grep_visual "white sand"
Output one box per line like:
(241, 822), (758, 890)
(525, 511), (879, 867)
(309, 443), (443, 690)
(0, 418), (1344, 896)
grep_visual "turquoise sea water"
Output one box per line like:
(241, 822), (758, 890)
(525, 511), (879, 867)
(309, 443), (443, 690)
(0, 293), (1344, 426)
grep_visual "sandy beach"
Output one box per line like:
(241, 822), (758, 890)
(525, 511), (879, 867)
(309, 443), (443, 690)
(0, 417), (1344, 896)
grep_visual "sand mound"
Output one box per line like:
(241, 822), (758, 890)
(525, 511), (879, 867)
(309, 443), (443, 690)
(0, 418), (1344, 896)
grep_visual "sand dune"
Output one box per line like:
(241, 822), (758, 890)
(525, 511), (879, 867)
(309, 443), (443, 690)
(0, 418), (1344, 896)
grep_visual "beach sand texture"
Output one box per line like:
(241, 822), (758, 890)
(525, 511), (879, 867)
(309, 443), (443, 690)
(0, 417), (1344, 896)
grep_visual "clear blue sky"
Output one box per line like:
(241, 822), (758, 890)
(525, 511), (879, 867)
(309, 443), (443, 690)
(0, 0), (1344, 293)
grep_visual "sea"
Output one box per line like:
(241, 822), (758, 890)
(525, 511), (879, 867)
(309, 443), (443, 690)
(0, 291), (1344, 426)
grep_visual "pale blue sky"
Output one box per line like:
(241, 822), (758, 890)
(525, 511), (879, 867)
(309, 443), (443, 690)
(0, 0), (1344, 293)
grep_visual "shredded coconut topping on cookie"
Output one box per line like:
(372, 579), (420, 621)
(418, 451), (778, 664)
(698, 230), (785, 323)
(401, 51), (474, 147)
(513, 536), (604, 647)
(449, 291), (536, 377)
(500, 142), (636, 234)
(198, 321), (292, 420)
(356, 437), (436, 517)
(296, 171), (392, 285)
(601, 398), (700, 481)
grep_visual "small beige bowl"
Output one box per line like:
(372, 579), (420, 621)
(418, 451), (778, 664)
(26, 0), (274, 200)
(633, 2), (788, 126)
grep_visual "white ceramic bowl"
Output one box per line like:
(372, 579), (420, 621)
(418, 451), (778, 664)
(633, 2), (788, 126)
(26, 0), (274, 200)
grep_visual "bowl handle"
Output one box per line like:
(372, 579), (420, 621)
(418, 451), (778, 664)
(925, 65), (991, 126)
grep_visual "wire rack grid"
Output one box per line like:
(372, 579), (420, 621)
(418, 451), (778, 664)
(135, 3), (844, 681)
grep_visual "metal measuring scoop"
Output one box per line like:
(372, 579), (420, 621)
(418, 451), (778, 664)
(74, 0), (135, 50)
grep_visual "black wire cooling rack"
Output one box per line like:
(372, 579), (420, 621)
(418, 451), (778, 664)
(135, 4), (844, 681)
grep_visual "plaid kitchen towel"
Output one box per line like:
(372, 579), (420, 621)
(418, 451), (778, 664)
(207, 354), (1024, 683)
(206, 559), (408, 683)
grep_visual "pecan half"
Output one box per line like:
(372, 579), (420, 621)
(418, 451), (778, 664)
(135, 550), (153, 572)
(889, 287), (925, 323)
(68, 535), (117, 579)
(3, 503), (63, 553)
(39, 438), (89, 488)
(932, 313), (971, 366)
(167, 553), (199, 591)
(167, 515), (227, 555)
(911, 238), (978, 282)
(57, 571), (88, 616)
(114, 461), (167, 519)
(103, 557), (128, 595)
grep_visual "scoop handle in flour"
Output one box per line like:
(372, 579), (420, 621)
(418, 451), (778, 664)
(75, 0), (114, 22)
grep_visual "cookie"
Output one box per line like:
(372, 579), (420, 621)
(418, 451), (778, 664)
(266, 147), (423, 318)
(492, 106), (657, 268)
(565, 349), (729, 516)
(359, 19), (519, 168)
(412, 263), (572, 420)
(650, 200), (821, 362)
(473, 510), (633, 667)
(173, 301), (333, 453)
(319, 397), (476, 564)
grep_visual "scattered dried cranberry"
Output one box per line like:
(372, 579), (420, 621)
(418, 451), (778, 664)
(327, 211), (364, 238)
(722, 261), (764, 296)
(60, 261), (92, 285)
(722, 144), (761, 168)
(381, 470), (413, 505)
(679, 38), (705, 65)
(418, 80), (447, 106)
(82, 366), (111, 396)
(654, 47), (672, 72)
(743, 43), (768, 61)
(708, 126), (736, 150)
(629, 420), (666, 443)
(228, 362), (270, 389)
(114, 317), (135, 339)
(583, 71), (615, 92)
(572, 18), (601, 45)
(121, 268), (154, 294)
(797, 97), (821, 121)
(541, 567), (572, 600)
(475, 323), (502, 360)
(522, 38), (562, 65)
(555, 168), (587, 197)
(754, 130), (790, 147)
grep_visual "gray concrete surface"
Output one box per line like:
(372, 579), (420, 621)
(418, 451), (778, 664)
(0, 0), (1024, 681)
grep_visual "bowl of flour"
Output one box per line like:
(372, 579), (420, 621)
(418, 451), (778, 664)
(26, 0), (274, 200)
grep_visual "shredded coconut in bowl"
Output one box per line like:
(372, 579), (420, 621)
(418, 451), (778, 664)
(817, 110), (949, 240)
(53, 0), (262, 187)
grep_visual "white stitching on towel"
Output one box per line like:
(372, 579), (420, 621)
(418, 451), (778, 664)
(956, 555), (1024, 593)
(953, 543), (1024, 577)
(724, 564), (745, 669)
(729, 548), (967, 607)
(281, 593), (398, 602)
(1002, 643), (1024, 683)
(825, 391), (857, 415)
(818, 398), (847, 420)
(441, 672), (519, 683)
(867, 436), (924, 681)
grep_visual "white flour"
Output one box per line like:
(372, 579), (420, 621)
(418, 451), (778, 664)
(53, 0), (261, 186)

==========

Problem
Pull out every line in the records that contains the word "coconut". Case counts, so a differently capitalized form does not match.

Final answer
grep_visual "shredded coconut topping on cookie"
grep_visual "shredded coconut in bowl"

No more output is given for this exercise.